(Supplied material)

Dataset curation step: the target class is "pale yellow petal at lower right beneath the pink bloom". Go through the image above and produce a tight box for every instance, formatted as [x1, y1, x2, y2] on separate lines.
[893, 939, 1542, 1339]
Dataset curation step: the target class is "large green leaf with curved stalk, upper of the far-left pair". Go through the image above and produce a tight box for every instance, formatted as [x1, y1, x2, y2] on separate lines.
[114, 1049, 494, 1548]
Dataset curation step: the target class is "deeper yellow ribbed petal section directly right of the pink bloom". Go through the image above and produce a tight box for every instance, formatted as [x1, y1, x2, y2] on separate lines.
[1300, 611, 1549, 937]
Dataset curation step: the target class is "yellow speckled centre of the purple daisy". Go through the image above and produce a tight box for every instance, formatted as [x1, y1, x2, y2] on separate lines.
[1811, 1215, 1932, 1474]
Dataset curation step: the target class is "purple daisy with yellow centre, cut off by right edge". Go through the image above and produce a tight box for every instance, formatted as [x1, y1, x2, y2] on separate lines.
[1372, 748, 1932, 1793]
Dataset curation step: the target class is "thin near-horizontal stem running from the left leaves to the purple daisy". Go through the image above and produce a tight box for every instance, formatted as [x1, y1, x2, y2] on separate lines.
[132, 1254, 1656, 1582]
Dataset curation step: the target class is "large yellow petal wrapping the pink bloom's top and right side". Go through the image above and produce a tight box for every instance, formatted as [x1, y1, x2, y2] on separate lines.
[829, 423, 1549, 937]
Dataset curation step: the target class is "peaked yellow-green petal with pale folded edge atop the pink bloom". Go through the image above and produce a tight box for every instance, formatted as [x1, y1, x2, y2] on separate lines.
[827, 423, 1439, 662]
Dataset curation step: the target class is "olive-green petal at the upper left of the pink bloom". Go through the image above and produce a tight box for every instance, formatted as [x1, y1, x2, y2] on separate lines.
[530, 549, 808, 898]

(End Supplied material)

▶ [Assigned task] Your answer must be an exact copy of every entry above.

▶ [Answer section]
Dataset curation step: the target class is "pale yellow petal at lower right beneath the pink bloom". Go through the image above and produce a tight box for every instance, formatted as [x1, y1, x2, y2] on separate lines.
[893, 939, 1542, 1339]
Dataset curation step: the target class is "large green leaf with curved stalk, upper of the far-left pair". Go through the image above and produce a tight box for every instance, formatted as [x1, y1, x2, y2] on separate lines.
[114, 1049, 494, 1548]
Dataset curation step: the target class is "deeper yellow ribbed petal section directly right of the pink bloom". Go through the image above and produce a tight box for every instance, formatted as [x1, y1, x2, y2] on separate lines.
[1300, 611, 1549, 937]
Dataset curation step: the target class is "yellow speckled centre of the purple daisy". Go through the image above and produce a tight box for every instance, formatted as [x1, y1, x2, y2] on separate lines.
[1811, 1215, 1932, 1474]
Dataset curation step: the target class is "purple daisy with yellow centre, cut off by right edge". Go through the image above and produce a tight box for every instance, formatted as [x1, y1, x2, y2] on separate lines.
[1372, 748, 1932, 1793]
Dataset curation step: the target class is "thin near-horizontal stem running from the left leaves to the purple daisy". Go through the image above and produce a tight box for every instance, formatted as [x1, y1, x2, y2] on separate lines.
[132, 1254, 1656, 1582]
Dataset curation step: the target class is "large yellow petal wrapping the pink bloom's top and right side". Go through the image above and produce a tight box for every instance, formatted as [x1, y1, x2, y2] on separate lines.
[829, 423, 1549, 937]
Dataset curation step: the target class is "peaked yellow-green petal with pale folded edge atop the pink bloom". Go through the image above and produce a tight box for every instance, formatted as [x1, y1, x2, y2] on separate lines.
[827, 423, 1439, 662]
Dataset curation step: the target class is "olive-green petal at the upper left of the pink bloom". Go through the image above and produce a tight box for every instance, formatted as [x1, y1, x2, y2] on separate lines.
[530, 549, 808, 898]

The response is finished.